[WHAT TO WORK ON] List every line of the material below that contains the word "negative", matching case exactly.

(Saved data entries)

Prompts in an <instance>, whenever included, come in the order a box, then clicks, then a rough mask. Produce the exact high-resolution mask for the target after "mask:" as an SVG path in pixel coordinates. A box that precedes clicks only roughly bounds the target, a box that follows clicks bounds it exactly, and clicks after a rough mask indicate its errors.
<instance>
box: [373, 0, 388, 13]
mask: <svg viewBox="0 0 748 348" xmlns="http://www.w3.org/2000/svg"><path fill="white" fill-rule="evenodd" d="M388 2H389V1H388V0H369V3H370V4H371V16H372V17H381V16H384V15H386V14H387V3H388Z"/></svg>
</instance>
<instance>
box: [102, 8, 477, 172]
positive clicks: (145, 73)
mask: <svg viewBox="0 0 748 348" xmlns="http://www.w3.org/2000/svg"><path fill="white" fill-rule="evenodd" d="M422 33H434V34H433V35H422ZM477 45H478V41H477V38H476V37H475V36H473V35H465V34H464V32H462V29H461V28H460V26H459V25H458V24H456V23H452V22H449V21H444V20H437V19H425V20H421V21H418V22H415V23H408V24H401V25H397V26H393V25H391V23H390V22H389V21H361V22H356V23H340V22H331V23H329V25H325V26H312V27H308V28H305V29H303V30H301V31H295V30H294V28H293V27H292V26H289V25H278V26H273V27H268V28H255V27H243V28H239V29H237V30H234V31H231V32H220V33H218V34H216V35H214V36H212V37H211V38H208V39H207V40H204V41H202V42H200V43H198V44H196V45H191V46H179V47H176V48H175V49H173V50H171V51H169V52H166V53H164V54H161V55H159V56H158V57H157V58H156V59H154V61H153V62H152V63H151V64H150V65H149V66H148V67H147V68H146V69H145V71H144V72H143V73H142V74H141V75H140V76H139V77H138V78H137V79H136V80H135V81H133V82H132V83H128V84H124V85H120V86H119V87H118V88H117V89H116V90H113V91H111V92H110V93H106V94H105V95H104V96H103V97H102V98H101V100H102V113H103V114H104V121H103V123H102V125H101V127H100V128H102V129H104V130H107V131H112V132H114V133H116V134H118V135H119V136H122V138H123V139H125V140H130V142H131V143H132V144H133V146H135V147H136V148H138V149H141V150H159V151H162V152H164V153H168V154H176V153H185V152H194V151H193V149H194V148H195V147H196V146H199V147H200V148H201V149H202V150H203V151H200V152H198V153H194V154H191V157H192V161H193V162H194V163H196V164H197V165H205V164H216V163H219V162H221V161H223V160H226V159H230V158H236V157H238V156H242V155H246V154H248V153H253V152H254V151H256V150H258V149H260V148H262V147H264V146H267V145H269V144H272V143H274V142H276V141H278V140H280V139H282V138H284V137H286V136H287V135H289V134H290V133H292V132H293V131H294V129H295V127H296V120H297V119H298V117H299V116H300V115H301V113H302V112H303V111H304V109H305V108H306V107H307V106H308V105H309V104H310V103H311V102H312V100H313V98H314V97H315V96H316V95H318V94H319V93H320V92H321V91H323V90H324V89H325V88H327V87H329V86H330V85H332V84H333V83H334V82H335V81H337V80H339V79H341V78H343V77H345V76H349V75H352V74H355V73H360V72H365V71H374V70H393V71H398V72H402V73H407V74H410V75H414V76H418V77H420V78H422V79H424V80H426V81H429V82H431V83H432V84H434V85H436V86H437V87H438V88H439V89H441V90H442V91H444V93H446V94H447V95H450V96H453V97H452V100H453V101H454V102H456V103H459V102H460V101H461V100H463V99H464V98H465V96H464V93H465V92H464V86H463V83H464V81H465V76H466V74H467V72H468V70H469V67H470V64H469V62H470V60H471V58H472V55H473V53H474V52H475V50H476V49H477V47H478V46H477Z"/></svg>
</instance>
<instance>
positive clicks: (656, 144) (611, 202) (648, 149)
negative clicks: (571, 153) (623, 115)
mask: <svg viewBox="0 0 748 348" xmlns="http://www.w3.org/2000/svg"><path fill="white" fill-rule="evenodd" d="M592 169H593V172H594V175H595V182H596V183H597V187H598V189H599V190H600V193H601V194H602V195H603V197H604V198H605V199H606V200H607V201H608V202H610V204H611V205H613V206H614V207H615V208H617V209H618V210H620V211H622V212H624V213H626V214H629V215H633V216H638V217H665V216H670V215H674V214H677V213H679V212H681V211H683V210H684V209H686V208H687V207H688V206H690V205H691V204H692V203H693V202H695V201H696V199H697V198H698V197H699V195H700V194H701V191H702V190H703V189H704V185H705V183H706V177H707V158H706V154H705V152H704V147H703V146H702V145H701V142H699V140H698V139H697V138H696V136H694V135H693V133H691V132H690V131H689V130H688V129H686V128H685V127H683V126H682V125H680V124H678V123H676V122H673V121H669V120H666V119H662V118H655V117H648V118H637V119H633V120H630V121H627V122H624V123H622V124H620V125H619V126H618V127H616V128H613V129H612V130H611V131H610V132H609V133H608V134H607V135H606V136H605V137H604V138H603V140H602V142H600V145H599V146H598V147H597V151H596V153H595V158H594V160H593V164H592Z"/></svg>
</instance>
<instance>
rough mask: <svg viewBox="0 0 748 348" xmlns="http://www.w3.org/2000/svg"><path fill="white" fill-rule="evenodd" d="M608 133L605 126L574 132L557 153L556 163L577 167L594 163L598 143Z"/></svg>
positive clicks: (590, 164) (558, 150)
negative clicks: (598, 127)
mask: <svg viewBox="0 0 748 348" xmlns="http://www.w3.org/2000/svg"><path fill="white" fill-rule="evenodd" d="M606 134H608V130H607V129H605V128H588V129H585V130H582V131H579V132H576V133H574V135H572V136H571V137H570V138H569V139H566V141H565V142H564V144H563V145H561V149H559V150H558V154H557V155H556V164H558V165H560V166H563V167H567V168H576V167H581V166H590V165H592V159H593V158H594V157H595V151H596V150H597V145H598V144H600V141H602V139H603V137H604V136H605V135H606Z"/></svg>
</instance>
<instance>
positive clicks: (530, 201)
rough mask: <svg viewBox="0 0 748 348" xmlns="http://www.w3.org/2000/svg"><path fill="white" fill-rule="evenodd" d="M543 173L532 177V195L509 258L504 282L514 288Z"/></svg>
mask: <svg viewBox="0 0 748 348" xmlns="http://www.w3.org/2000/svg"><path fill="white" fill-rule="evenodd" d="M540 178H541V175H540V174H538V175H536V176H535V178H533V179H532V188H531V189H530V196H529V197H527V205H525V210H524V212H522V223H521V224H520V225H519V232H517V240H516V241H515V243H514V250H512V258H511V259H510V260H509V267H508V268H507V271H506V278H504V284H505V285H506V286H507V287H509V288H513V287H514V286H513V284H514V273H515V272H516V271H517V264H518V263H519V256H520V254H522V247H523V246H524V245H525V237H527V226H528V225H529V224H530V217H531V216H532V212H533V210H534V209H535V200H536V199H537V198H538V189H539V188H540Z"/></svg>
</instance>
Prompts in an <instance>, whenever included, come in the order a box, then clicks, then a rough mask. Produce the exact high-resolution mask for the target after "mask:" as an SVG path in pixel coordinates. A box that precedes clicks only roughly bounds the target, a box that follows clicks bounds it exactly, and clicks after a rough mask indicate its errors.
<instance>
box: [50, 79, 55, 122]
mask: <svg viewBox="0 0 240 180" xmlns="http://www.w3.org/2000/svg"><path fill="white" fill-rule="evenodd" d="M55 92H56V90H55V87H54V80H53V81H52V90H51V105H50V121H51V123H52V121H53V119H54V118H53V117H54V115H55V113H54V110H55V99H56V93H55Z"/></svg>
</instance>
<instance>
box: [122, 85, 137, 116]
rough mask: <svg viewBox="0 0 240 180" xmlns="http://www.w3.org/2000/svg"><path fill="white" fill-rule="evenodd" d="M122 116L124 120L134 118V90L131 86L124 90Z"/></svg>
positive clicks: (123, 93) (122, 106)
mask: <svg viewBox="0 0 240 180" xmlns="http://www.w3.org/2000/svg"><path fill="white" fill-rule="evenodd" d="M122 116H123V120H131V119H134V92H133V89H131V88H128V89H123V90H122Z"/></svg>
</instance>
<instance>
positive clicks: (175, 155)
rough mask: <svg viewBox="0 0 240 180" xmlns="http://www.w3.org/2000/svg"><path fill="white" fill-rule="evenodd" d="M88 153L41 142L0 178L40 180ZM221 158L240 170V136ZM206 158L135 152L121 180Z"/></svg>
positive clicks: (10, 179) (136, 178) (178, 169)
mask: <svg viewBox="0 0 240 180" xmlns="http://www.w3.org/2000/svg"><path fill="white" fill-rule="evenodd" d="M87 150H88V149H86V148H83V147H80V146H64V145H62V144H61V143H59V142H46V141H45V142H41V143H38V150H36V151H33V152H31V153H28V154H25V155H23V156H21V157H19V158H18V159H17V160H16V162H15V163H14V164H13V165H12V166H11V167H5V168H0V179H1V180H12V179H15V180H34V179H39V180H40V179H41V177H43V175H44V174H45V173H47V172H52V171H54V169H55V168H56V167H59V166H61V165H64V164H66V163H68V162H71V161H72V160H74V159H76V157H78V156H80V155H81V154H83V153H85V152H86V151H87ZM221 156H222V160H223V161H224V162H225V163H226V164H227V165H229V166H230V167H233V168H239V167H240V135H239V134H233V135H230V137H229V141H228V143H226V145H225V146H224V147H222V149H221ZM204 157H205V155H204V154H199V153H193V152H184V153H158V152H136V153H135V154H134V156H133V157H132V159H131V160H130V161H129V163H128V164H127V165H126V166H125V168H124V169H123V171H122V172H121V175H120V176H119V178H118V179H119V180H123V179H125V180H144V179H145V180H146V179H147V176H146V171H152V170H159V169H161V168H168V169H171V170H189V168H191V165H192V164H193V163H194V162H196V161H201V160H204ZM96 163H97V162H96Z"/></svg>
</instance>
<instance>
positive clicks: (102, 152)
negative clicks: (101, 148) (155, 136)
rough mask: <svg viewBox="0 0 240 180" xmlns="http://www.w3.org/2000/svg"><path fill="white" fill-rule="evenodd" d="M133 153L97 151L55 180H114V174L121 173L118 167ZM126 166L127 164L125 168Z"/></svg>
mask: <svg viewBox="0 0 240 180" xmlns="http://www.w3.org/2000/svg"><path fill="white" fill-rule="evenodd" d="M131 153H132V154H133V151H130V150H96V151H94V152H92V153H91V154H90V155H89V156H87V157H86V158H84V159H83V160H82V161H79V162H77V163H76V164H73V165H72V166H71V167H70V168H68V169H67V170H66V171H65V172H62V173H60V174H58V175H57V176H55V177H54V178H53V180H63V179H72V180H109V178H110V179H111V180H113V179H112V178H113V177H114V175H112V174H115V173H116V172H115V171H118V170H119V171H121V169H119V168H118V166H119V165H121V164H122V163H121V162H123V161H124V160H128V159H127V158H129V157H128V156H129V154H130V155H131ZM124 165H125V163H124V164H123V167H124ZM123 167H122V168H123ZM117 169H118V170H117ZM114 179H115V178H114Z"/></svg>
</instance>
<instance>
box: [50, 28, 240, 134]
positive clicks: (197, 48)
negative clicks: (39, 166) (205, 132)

[RESPONSE BELOW]
negative clicks: (571, 153) (623, 115)
negative clicks: (598, 127)
negative clicks: (101, 148) (155, 136)
negative clicks: (39, 166) (205, 132)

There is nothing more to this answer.